[Task instructions]: Collect every line of the listing below that contains the string "forest", matching case exactly.

[Record set]:
---------------

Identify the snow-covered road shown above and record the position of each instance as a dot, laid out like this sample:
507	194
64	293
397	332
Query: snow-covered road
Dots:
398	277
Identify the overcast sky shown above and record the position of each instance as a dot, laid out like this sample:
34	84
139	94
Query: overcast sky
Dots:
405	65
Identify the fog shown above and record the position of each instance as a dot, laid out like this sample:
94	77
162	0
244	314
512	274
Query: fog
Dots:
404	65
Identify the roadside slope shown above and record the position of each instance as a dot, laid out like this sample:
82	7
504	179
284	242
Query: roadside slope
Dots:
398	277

---------------

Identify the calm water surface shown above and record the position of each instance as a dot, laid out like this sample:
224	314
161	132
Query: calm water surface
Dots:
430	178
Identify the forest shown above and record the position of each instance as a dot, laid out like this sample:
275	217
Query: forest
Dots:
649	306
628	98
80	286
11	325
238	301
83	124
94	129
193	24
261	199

---------------

[Solution for this exercise]:
Identify the forest shown above and record the position of each instance as a dot, laid out like this sample:
Query: forest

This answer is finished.